Copy out the final stretch of the listing: the line that contains "of the boy's" and all lines after it, exactly as they appear.
☆ ☆ ☆
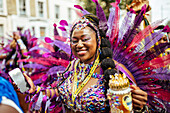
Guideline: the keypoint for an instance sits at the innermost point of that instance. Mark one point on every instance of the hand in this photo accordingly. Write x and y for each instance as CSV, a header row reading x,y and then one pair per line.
x,y
29,80
139,97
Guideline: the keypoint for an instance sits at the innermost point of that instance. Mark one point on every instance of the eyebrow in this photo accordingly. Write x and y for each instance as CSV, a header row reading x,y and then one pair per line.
x,y
80,36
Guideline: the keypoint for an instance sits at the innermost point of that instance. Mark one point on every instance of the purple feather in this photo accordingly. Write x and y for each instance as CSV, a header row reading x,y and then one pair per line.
x,y
55,30
129,35
166,29
156,50
110,21
149,41
63,23
35,66
126,24
63,46
61,55
62,28
55,69
83,10
48,40
101,15
39,48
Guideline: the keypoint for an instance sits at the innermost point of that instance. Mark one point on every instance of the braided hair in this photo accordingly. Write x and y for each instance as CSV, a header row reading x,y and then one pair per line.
x,y
107,64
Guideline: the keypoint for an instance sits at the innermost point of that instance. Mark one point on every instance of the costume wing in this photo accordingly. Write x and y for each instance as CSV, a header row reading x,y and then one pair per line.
x,y
137,51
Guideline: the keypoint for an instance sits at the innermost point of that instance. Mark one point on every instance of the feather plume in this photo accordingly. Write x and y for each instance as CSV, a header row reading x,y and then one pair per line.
x,y
39,61
83,10
166,29
48,40
126,24
158,62
55,69
148,42
39,48
101,15
55,30
62,28
130,34
110,21
63,23
115,27
156,51
144,33
35,66
65,47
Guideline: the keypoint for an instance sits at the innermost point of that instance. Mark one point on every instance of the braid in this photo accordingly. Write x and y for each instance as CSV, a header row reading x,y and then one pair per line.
x,y
107,64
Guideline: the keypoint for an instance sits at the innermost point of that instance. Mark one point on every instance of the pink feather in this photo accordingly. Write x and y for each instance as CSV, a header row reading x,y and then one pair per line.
x,y
34,39
63,23
55,25
95,1
166,29
62,28
78,7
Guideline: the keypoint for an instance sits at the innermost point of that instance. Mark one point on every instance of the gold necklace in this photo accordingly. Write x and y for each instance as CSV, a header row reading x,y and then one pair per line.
x,y
76,90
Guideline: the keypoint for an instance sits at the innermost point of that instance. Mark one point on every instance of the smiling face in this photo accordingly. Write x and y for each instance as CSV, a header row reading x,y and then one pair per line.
x,y
84,44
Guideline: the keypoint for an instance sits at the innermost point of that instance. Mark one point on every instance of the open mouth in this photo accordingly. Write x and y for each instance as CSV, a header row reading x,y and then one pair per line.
x,y
81,52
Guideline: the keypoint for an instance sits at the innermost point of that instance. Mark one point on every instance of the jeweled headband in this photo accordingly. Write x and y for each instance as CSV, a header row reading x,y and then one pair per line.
x,y
83,22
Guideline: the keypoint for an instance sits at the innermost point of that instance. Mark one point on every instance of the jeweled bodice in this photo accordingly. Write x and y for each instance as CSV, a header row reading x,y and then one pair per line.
x,y
91,100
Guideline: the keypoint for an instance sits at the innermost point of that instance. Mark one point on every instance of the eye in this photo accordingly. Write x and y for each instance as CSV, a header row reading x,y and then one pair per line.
x,y
86,39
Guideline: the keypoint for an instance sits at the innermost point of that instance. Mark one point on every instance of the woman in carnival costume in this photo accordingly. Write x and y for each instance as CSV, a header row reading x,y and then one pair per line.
x,y
9,102
94,82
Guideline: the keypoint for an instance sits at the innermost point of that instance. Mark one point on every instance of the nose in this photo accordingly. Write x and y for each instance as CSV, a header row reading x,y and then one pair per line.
x,y
80,44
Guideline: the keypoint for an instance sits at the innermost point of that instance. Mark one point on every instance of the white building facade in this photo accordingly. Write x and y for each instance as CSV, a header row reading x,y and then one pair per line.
x,y
160,10
36,15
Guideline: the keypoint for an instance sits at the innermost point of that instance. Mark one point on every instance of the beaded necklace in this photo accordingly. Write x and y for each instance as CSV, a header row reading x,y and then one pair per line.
x,y
76,90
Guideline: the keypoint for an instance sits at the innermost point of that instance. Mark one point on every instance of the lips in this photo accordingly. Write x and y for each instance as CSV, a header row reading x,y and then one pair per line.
x,y
81,52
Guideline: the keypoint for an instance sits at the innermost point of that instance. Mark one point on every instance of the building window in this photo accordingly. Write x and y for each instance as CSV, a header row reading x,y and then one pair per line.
x,y
57,11
22,7
1,30
40,9
69,14
1,6
42,31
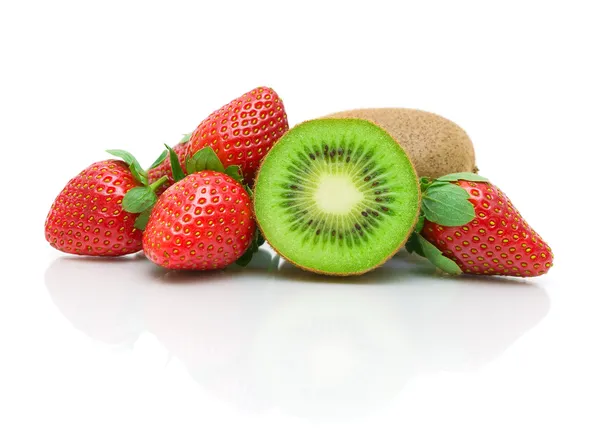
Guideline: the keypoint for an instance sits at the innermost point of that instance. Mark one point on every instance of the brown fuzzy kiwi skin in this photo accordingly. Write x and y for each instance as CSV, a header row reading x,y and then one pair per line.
x,y
435,145
357,273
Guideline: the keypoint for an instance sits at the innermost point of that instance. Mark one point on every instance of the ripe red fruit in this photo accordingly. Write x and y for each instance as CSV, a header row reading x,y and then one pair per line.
x,y
203,222
164,168
497,242
242,132
87,217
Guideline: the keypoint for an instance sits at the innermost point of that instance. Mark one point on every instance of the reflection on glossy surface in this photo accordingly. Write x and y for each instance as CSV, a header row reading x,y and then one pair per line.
x,y
272,336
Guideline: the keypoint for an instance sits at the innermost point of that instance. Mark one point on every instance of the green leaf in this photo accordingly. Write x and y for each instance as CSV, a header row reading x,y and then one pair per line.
x,y
205,159
161,158
420,223
176,170
141,177
425,182
447,204
413,245
260,239
186,138
235,172
128,158
437,258
468,176
142,220
139,199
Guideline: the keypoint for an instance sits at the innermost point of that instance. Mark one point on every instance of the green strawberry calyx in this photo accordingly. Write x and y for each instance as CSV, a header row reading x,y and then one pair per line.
x,y
206,159
446,204
138,200
161,158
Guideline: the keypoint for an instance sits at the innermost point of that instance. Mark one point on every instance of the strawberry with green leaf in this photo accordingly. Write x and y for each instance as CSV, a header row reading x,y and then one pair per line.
x,y
97,212
470,226
162,166
242,132
204,221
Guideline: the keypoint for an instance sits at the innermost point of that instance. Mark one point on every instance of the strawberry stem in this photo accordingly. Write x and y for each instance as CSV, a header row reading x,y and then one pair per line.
x,y
158,183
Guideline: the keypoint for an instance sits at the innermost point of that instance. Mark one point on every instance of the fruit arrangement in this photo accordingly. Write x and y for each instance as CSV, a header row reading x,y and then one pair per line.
x,y
337,195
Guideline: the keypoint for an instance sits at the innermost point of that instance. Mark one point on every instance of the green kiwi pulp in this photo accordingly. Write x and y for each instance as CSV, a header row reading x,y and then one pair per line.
x,y
337,196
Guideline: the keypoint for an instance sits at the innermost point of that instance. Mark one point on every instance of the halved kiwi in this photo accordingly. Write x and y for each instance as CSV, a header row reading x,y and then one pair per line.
x,y
337,196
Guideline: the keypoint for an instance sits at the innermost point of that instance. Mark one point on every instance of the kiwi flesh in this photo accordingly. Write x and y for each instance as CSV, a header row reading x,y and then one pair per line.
x,y
337,197
435,145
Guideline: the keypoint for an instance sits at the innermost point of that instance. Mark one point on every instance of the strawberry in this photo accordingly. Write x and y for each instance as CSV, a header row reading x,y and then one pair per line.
x,y
162,166
202,222
97,212
475,229
242,132
87,217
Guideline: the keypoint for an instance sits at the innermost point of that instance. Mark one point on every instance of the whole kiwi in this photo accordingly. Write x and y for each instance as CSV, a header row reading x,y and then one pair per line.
x,y
435,145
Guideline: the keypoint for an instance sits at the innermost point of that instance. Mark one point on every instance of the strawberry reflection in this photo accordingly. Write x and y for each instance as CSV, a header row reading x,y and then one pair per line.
x,y
275,337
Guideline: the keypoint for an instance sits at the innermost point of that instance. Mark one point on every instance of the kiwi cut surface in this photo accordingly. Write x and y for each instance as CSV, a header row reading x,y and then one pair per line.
x,y
436,145
337,197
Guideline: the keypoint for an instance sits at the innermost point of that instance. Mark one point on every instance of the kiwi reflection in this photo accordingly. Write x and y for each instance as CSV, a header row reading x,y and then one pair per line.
x,y
321,347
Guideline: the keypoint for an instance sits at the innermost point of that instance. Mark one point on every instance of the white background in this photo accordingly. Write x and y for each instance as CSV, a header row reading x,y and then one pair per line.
x,y
123,350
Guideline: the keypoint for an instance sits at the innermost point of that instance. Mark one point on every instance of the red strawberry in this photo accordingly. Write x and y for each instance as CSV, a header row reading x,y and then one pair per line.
x,y
203,222
87,217
243,131
164,166
498,241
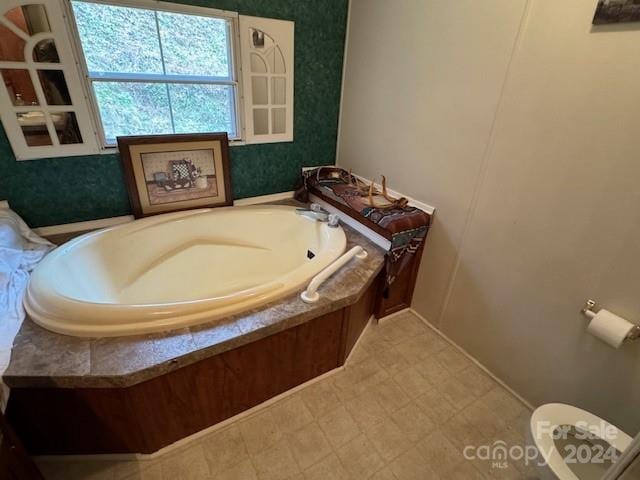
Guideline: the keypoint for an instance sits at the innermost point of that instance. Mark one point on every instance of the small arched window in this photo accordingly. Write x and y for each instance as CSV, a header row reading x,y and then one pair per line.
x,y
43,108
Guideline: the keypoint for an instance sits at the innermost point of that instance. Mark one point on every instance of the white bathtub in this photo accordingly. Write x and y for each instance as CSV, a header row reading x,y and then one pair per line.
x,y
178,269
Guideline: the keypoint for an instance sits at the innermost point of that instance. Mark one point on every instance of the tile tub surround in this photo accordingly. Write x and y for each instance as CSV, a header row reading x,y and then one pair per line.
x,y
41,358
404,408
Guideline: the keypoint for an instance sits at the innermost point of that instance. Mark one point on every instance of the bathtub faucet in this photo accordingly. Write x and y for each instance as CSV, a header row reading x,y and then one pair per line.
x,y
316,212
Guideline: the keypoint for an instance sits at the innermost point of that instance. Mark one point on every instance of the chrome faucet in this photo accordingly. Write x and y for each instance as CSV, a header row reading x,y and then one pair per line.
x,y
316,212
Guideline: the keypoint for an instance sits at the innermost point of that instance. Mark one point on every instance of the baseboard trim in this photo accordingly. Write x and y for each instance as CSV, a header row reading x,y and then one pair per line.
x,y
472,359
76,227
144,457
82,226
372,319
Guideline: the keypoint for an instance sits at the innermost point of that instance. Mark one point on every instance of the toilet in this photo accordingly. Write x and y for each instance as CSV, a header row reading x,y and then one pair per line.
x,y
580,435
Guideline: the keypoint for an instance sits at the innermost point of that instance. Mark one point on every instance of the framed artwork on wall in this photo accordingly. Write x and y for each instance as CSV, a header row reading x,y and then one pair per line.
x,y
617,11
166,173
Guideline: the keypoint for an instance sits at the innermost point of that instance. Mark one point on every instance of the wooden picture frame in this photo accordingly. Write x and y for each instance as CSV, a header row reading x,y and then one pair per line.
x,y
168,173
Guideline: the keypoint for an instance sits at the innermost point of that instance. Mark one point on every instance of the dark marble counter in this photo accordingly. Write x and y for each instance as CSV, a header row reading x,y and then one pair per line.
x,y
41,358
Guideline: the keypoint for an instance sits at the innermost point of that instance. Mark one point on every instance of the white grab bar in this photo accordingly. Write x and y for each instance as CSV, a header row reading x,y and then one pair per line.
x,y
311,295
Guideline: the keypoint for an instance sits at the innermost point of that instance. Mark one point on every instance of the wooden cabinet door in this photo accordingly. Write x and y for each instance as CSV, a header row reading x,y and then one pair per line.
x,y
15,463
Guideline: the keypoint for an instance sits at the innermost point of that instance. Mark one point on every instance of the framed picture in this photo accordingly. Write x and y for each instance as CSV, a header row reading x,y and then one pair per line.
x,y
617,11
166,173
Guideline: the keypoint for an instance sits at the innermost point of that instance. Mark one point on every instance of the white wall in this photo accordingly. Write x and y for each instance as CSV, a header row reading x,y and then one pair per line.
x,y
531,155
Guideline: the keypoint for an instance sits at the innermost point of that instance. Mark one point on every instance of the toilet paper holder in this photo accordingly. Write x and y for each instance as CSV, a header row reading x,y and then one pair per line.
x,y
589,311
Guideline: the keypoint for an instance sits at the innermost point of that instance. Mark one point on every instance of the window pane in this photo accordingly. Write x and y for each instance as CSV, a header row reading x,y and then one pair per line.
x,y
203,108
118,39
133,109
55,87
67,128
45,51
34,128
20,87
31,19
194,45
11,46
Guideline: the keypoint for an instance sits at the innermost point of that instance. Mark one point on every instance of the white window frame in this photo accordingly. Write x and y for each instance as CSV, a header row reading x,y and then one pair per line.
x,y
21,149
84,103
234,57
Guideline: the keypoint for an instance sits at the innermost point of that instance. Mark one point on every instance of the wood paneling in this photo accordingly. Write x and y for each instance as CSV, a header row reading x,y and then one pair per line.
x,y
359,315
148,416
399,294
15,464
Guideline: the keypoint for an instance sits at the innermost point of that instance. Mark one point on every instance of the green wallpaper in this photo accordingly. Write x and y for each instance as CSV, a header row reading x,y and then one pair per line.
x,y
73,189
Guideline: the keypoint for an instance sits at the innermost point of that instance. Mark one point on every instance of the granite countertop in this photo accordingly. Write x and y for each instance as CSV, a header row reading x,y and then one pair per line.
x,y
41,358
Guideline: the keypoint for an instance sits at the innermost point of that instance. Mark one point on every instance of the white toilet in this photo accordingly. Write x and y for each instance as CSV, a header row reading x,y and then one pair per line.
x,y
565,451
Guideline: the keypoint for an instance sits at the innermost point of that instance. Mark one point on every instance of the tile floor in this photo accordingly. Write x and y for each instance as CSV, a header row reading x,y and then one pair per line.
x,y
404,408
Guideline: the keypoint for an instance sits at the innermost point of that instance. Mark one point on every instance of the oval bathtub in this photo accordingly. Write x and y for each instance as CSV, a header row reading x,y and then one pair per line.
x,y
178,269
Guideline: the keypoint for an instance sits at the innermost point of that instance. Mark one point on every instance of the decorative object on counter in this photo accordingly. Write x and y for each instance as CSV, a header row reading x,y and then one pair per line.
x,y
405,226
165,173
617,11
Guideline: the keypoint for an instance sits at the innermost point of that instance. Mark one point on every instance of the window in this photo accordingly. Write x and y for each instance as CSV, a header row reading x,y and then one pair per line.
x,y
77,74
42,106
158,72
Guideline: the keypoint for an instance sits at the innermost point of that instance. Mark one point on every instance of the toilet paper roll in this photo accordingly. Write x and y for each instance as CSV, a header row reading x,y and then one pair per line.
x,y
610,328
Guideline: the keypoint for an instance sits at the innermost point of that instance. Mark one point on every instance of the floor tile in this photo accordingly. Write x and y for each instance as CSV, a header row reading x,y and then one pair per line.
x,y
329,468
308,445
456,393
462,432
242,471
224,449
339,426
412,382
412,466
388,439
290,414
275,463
500,400
366,410
453,360
390,359
260,431
413,422
360,458
389,394
440,454
320,397
435,406
433,370
476,380
465,471
187,464
384,474
485,419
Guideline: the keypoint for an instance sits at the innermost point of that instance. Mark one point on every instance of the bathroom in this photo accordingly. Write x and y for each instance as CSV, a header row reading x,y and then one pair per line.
x,y
509,127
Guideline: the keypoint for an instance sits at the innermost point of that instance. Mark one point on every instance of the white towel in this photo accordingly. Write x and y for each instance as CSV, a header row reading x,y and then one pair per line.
x,y
20,251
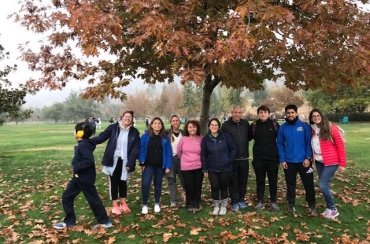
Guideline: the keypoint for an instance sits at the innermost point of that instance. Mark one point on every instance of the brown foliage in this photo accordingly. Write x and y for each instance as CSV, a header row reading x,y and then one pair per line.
x,y
311,43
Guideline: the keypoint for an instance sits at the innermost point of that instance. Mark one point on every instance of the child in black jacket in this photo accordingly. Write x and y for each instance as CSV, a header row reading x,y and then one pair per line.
x,y
83,179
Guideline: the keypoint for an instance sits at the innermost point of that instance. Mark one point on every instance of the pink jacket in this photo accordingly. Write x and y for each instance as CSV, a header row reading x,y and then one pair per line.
x,y
333,153
188,150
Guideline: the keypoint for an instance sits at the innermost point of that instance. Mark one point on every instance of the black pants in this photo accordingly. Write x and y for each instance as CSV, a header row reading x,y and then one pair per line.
x,y
116,185
238,182
73,189
219,183
193,180
307,180
261,168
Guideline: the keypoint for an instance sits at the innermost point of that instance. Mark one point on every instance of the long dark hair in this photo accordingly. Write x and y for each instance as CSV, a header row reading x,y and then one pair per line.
x,y
162,132
324,125
218,122
193,122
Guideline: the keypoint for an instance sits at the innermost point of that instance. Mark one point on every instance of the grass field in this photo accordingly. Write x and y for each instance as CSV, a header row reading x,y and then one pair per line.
x,y
35,168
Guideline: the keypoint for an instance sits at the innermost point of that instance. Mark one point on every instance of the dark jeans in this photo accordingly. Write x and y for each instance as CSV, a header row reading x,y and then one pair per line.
x,y
193,187
261,168
307,180
326,173
116,185
147,177
73,189
171,178
219,183
238,182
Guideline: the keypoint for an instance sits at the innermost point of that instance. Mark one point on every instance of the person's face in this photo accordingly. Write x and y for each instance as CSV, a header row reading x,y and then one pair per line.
x,y
291,114
263,115
237,114
126,120
192,129
213,127
156,125
175,122
316,118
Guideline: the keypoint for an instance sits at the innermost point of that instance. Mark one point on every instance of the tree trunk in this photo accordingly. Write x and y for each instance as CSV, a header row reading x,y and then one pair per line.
x,y
208,86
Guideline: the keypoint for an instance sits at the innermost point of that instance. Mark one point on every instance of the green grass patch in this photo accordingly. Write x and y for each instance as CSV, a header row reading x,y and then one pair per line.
x,y
35,166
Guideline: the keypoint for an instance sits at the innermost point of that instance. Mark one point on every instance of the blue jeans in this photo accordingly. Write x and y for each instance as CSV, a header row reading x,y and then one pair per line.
x,y
325,174
146,180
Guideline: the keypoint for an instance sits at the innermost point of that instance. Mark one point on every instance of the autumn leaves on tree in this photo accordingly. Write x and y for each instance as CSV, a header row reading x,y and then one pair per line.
x,y
310,44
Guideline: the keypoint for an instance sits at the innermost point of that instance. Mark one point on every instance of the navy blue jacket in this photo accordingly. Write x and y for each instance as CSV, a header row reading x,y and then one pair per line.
x,y
111,133
218,155
294,142
83,162
166,152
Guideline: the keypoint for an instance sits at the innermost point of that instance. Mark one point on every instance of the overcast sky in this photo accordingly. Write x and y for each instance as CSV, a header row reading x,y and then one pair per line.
x,y
11,35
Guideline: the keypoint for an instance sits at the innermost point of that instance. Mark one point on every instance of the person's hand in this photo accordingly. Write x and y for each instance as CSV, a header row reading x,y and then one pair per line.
x,y
284,165
306,163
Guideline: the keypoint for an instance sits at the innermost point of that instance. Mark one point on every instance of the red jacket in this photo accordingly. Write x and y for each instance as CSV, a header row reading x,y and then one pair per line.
x,y
333,153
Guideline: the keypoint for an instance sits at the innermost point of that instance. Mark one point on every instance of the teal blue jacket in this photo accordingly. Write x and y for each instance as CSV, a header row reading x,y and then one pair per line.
x,y
166,152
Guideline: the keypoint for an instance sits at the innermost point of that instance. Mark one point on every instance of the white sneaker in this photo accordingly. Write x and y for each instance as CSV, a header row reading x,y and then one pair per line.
x,y
157,209
144,210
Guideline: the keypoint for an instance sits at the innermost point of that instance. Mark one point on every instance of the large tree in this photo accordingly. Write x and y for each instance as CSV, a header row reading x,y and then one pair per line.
x,y
11,98
309,43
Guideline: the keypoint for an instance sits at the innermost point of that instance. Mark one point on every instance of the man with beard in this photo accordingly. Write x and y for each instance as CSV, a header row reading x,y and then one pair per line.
x,y
295,152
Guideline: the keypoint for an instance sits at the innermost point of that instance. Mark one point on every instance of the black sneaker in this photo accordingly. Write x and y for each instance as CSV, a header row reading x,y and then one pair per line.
x,y
291,209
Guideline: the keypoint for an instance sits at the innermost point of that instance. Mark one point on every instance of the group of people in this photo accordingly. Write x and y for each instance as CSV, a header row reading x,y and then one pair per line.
x,y
221,155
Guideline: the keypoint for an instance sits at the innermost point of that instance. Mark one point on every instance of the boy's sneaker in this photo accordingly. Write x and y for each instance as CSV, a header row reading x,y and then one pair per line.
x,y
62,225
144,210
331,214
235,207
323,214
259,206
291,209
274,207
106,225
242,205
312,211
157,209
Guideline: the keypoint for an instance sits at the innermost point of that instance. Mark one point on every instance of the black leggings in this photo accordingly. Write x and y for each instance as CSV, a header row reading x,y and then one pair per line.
x,y
116,185
219,183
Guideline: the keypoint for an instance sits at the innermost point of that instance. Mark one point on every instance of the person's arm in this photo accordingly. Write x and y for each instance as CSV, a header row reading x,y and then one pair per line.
x,y
103,136
232,147
308,136
280,142
339,144
203,154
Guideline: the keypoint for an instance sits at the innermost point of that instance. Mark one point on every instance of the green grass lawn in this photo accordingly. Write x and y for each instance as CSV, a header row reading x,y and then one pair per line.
x,y
35,168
☆ ☆ ☆
**Solution below:**
Guideline: the keypoint for an instance sits at the innermost point of that instance. Mark one point on every instance of the boy's sneaker in this photo accordingly. Write x and y for each instance as CSV, a header row reading x,y and then one pair per line.
x,y
62,225
144,210
331,214
235,207
323,214
259,206
291,209
274,207
106,225
242,205
312,211
157,209
Guideline: the keypoint for an instance sits at the innermost point of that instance. Mark one point on every instance of the black leggings in this photo accordingly. Write x and y for each instance as CSV, a header row reading x,y and then one pair per line.
x,y
116,185
219,183
Guideline: the keypoint for an instance sits at the innermost point of that instance. Mark one point on every instance of the person's arm in this photo accordingly. Write x and y for each instance as CSV, a header row reading x,y and then one pair per line.
x,y
103,136
232,147
308,136
280,142
339,144
203,154
Guideline: the keypoint for an instance sits at the innermost point of that instance. Mark one point on every instance of the green grass lawn in this photo accordingly. Write x and y for each instance as CSV, a header row reading x,y and then one pair per line.
x,y
35,168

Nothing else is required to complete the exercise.